• _ASSIGNMENT_
Lines from the material below that hold the string "like" are what is needed; copy each of them.

• _RECORDS SHOWN_
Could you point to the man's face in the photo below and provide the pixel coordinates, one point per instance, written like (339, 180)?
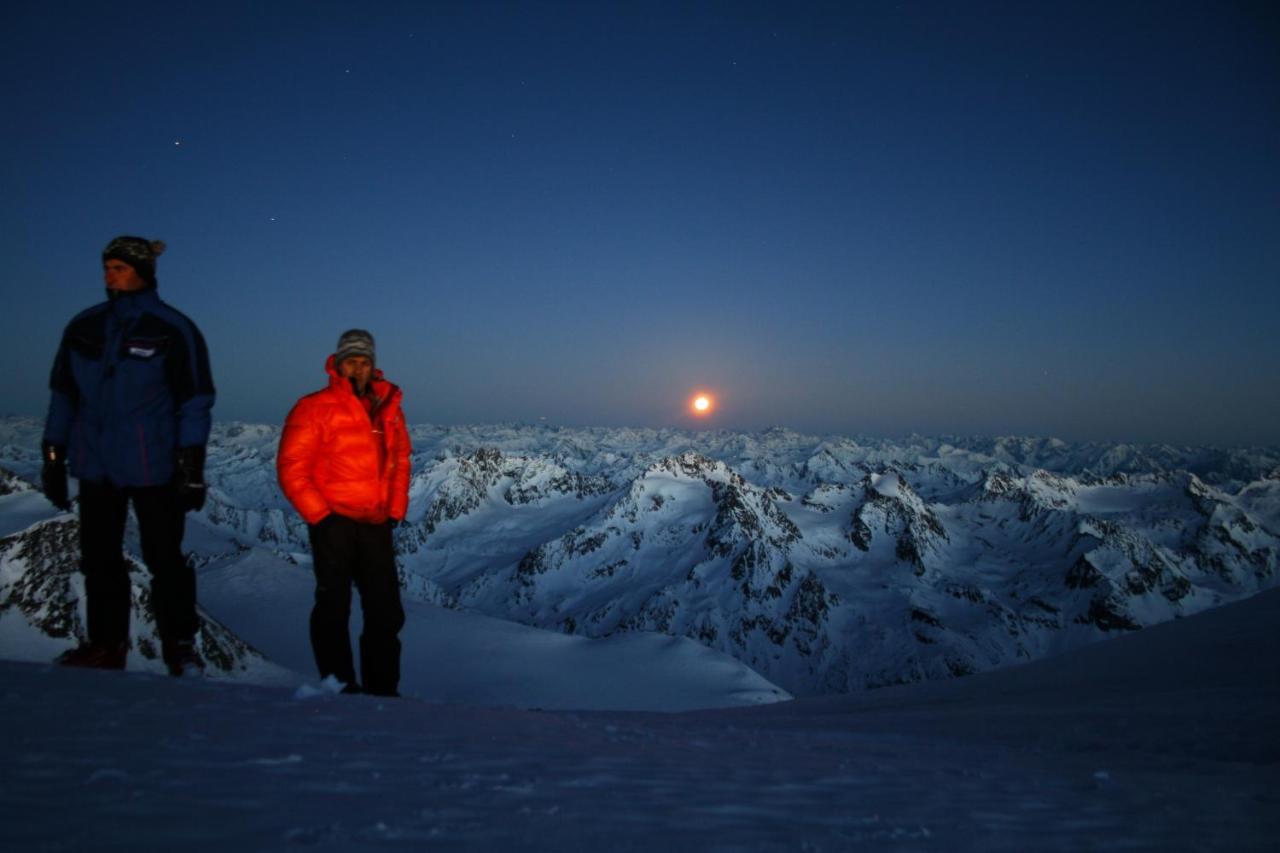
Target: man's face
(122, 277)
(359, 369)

==

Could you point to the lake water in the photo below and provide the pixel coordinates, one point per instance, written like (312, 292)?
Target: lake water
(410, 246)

• _WORKED SOLUTION_
Could you point to the man's face in the photo below and provide the pixel coordinates, one point per instance, written like (339, 180)?
Could you point to the lake water in the photo below and provide the pixel coordinates, one point per instance, written like (312, 292)?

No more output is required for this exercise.